Update the items below by changing every "instance" to "occurrence", and leave everything else as it stands.
+--
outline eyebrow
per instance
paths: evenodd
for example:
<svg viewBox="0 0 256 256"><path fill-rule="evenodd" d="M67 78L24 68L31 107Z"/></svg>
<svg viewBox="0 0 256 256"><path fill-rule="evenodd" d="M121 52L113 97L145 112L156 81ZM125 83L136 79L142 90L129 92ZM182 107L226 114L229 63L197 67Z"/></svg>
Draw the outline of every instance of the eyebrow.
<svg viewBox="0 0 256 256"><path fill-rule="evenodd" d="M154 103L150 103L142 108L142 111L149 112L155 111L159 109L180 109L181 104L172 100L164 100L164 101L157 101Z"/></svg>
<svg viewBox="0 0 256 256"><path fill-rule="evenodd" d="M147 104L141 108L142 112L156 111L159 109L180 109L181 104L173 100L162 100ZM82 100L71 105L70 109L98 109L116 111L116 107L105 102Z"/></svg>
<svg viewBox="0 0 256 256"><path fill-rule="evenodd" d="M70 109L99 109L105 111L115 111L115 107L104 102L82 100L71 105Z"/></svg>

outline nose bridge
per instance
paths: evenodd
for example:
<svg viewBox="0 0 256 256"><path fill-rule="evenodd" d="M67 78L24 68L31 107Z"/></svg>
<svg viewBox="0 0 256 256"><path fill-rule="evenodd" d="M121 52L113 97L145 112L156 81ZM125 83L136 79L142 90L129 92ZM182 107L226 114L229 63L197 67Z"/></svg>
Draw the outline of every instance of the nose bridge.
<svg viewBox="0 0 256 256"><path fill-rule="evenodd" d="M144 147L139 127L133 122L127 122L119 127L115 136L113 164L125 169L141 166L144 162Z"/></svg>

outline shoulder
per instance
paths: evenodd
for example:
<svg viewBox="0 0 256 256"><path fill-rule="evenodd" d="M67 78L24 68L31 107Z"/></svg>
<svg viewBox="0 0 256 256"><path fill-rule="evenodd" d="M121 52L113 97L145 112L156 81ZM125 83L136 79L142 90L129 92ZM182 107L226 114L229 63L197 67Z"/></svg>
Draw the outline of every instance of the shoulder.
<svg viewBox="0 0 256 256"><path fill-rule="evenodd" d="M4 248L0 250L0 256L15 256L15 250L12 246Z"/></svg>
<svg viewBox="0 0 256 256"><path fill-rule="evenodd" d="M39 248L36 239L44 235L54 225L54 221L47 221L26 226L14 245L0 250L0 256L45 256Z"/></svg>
+--
**EXERCISE OUTPUT**
outline eyebrow
per occurrence
paths: evenodd
for example:
<svg viewBox="0 0 256 256"><path fill-rule="evenodd" d="M67 78L24 68L31 107Z"/></svg>
<svg viewBox="0 0 256 256"><path fill-rule="evenodd" d="M121 52L113 97L145 112L156 81ZM125 83L136 79L142 90L129 92ZM182 107L226 114L229 63L197 67Z"/></svg>
Draw the outline of every occurrence of the eyebrow.
<svg viewBox="0 0 256 256"><path fill-rule="evenodd" d="M154 103L150 103L142 108L142 111L149 112L155 111L159 109L180 109L181 104L172 100L164 100L164 101L157 101Z"/></svg>
<svg viewBox="0 0 256 256"><path fill-rule="evenodd" d="M147 104L141 108L142 112L156 111L159 109L180 109L181 104L173 100L162 100ZM82 100L71 105L70 109L98 109L116 111L116 107L105 102Z"/></svg>
<svg viewBox="0 0 256 256"><path fill-rule="evenodd" d="M70 109L99 109L105 111L115 111L115 107L104 102L82 100L71 105Z"/></svg>

outline nose bridge
per occurrence
paths: evenodd
for example:
<svg viewBox="0 0 256 256"><path fill-rule="evenodd" d="M67 78L24 68L31 107Z"/></svg>
<svg viewBox="0 0 256 256"><path fill-rule="evenodd" d="M121 52L113 97L145 112L156 81ZM125 83L136 79L142 90L129 92ZM182 107L226 114L229 63L197 67Z"/></svg>
Draw the outline of every occurrence of the nose bridge.
<svg viewBox="0 0 256 256"><path fill-rule="evenodd" d="M144 147L139 127L133 122L127 122L119 127L115 136L113 164L125 169L141 166L144 162Z"/></svg>

outline shoulder
per occurrence
paths: evenodd
for example:
<svg viewBox="0 0 256 256"><path fill-rule="evenodd" d="M67 78L24 68L31 107Z"/></svg>
<svg viewBox="0 0 256 256"><path fill-rule="evenodd" d="M121 52L113 97L145 112L156 81ZM125 83L136 79L142 90L129 92ZM182 107L226 114L229 63L197 67Z"/></svg>
Draw the outline of every occurrence of the shoulder.
<svg viewBox="0 0 256 256"><path fill-rule="evenodd" d="M4 248L0 250L0 256L15 256L15 250L12 246Z"/></svg>
<svg viewBox="0 0 256 256"><path fill-rule="evenodd" d="M39 248L36 239L44 235L54 225L54 221L47 221L26 226L14 245L0 250L0 256L45 256Z"/></svg>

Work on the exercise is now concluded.